### Request
Reproduce the records below exactly, leaving out any pictures.

### Input material
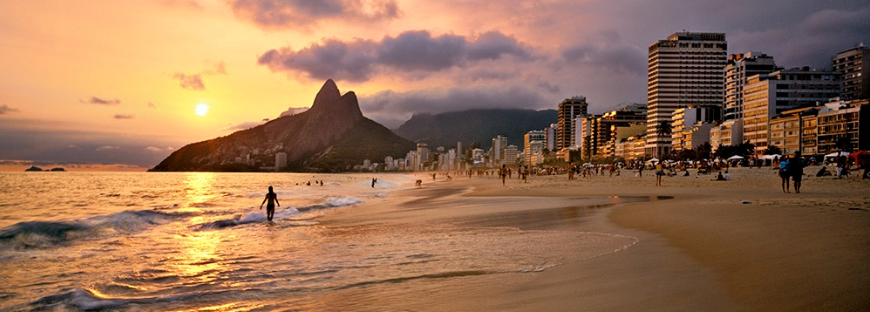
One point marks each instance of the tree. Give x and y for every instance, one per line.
x=773, y=149
x=663, y=128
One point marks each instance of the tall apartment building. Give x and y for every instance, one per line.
x=779, y=91
x=852, y=64
x=533, y=144
x=499, y=143
x=686, y=69
x=569, y=109
x=737, y=70
x=684, y=125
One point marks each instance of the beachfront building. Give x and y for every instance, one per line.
x=856, y=75
x=769, y=95
x=499, y=143
x=840, y=121
x=686, y=69
x=568, y=111
x=533, y=144
x=280, y=160
x=550, y=137
x=727, y=133
x=738, y=69
x=511, y=155
x=685, y=124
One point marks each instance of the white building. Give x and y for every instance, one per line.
x=686, y=69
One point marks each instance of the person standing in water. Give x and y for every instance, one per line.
x=272, y=198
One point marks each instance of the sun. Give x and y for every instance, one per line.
x=201, y=109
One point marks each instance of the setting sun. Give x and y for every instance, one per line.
x=201, y=109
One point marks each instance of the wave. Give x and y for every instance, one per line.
x=44, y=234
x=259, y=217
x=83, y=299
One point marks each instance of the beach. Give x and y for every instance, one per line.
x=698, y=245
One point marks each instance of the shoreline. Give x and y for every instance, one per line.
x=701, y=250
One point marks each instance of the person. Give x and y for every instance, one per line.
x=503, y=173
x=272, y=198
x=659, y=173
x=796, y=166
x=720, y=177
x=784, y=173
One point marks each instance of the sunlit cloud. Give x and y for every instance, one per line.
x=302, y=14
x=107, y=148
x=190, y=82
x=4, y=109
x=411, y=51
x=101, y=101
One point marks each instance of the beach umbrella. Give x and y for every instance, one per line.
x=861, y=157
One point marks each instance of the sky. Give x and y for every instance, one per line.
x=115, y=84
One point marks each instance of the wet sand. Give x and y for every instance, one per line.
x=699, y=247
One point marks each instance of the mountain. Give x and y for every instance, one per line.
x=331, y=136
x=477, y=125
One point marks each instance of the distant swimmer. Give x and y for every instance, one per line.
x=270, y=208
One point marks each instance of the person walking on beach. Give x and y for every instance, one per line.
x=272, y=198
x=784, y=173
x=503, y=173
x=796, y=169
x=659, y=173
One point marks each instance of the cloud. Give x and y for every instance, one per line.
x=190, y=82
x=304, y=14
x=6, y=109
x=215, y=68
x=107, y=148
x=393, y=108
x=101, y=101
x=293, y=111
x=411, y=51
x=246, y=125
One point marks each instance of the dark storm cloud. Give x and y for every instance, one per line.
x=190, y=82
x=295, y=14
x=6, y=109
x=101, y=101
x=393, y=108
x=416, y=51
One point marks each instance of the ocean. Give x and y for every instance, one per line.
x=72, y=241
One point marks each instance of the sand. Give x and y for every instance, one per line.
x=702, y=245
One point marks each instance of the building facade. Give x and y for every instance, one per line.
x=737, y=70
x=856, y=75
x=568, y=111
x=768, y=96
x=686, y=69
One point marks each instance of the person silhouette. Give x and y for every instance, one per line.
x=272, y=198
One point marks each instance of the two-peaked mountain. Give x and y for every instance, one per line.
x=331, y=136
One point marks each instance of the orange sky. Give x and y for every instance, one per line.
x=82, y=79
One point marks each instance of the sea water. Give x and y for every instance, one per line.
x=199, y=241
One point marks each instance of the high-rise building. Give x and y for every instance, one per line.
x=280, y=160
x=770, y=95
x=569, y=109
x=499, y=143
x=686, y=69
x=856, y=76
x=533, y=145
x=739, y=68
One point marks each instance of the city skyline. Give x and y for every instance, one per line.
x=95, y=82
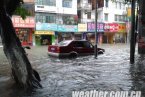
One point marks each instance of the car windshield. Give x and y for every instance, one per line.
x=64, y=43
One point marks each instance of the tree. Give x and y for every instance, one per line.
x=22, y=70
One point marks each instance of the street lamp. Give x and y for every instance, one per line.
x=96, y=40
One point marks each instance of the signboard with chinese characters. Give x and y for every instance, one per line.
x=18, y=22
x=91, y=27
x=46, y=26
x=44, y=32
x=82, y=27
x=111, y=27
x=122, y=27
x=115, y=27
x=67, y=28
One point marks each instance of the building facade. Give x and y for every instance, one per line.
x=111, y=16
x=55, y=20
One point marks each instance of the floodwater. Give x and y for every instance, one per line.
x=109, y=72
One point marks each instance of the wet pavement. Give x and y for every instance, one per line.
x=110, y=72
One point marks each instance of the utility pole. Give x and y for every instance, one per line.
x=132, y=41
x=96, y=38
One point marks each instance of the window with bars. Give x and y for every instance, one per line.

### Reply
One point marks each instance of the tree. Give x and y for every instance, one per line.
x=773, y=149
x=663, y=128
One point marks each instance of the tall apartment building. Give x and y for every instance, one per line.
x=779, y=91
x=852, y=64
x=533, y=144
x=499, y=143
x=686, y=69
x=569, y=109
x=737, y=70
x=684, y=125
One point marks each instance of the beachfront building. Give x and y for every instance, one per line.
x=856, y=75
x=769, y=95
x=499, y=143
x=840, y=121
x=686, y=69
x=568, y=111
x=533, y=144
x=280, y=160
x=550, y=137
x=727, y=133
x=738, y=69
x=511, y=155
x=685, y=124
One point marks each instance of the white building. Give x and y for every instance, one per line.
x=686, y=69
One point marks each instance of the person standing in water. Give x and y for every instance, one per line.
x=272, y=198
One point marks each instance of the sun. Give x and y for every instance, one per line.
x=201, y=109
One point marks each instance of the setting sun. Give x and y for every instance, one per line.
x=201, y=109
One point marks each instance of the wave. Give x and y for every instance, one per line.
x=44, y=234
x=259, y=217
x=83, y=299
One point marks each instance of the beach. Give x and y for every instance, one per line.
x=698, y=245
One point marks each instance of the shoreline. Give x and y for every instance, one per line.
x=701, y=250
One point marks each instance of the person. Give x and y for every instance, one per line.
x=503, y=173
x=272, y=198
x=659, y=173
x=796, y=166
x=720, y=177
x=784, y=173
One point marks each instance of the sunlit cloud. Give x and y for every instance, one per line.
x=302, y=14
x=107, y=148
x=190, y=82
x=4, y=109
x=411, y=51
x=101, y=101
One point marks each instance of the beach umbrella. Give x and y for every instance, one per line.
x=861, y=157
One point marks each instance of the sky. Give x and y for every instance, one per line.
x=115, y=84
One point marks each instance of the wet sand. Give x and y for every instance, one per line.
x=699, y=247
One point marks each instance of the mountain. Give x and y for every instance, one per line.
x=331, y=136
x=477, y=125
One point marks each instance of the distant swimmer. Give x and y for every instance, one per line.
x=270, y=208
One point marks each instance of the person walking on beach. Give x and y for every instance, one per line.
x=272, y=198
x=784, y=173
x=503, y=173
x=796, y=169
x=659, y=173
One point marks each instance of the cloud. Give x and y for every instance, one per line.
x=190, y=82
x=304, y=14
x=6, y=109
x=215, y=68
x=107, y=148
x=393, y=108
x=101, y=101
x=293, y=111
x=411, y=51
x=246, y=125
One point marks each instance of the dark storm cloud. Give x and y for every instance, one per line.
x=190, y=82
x=295, y=14
x=6, y=109
x=101, y=101
x=393, y=108
x=416, y=51
One point marks each instance of the ocean. Give x and y for every instance, one per line.
x=72, y=241
One point marks each instance of the sand. Give x and y for every instance, one per line.
x=702, y=245
One point marks each instance of the building facade. Give x and y for every instance, one per line.
x=737, y=70
x=856, y=75
x=568, y=111
x=768, y=96
x=686, y=69
One point marks each instance of the person silhouette. Give x and y for every instance, one per line.
x=272, y=198
One point marks each instance of the two-peaked mountain. Give x and y for every instance, one per line.
x=331, y=136
One point marks each instance of the orange sky. Give x and y for every instance, one per line.
x=82, y=79
One point marks each instance of the sea water. Give x and y for every instance, one per line.
x=199, y=241
One point marks each instance of the high-rise building. Give x and y for every instance, one per line.
x=280, y=160
x=770, y=95
x=569, y=109
x=499, y=143
x=686, y=69
x=856, y=76
x=533, y=145
x=739, y=68
One point marks each instance of the city skyline. Give x and y for every instance, one per line.
x=95, y=82
One point marks each instance of the car windshield. Give x and y for every instance, one per line.
x=64, y=43
One point marks each instance of the tree. Give x and y for every instance, one per line.
x=22, y=70
One point marks each instance of the street lamp. Give x and y for every instance, one per line.
x=96, y=40
One point marks each instance of the signboard with chinese characters. Give x and y for every instance, one per line.
x=18, y=22
x=91, y=27
x=46, y=26
x=44, y=32
x=82, y=27
x=111, y=27
x=122, y=27
x=115, y=27
x=67, y=28
One point marks each instance of the building facade. Give x and y for every instance, one per line.
x=111, y=16
x=55, y=20
One point marks each instance of the floodwater. Give x and y for every instance, one per line.
x=109, y=72
One point marks each instance of the wet pavement. Give x and y for every instance, one per line.
x=110, y=72
One point marks each instance of the utility pole. Give x and y for every instance, one per line.
x=132, y=41
x=96, y=38
One point marks each instance of the window with bars. Give x and y for every instance, one per line.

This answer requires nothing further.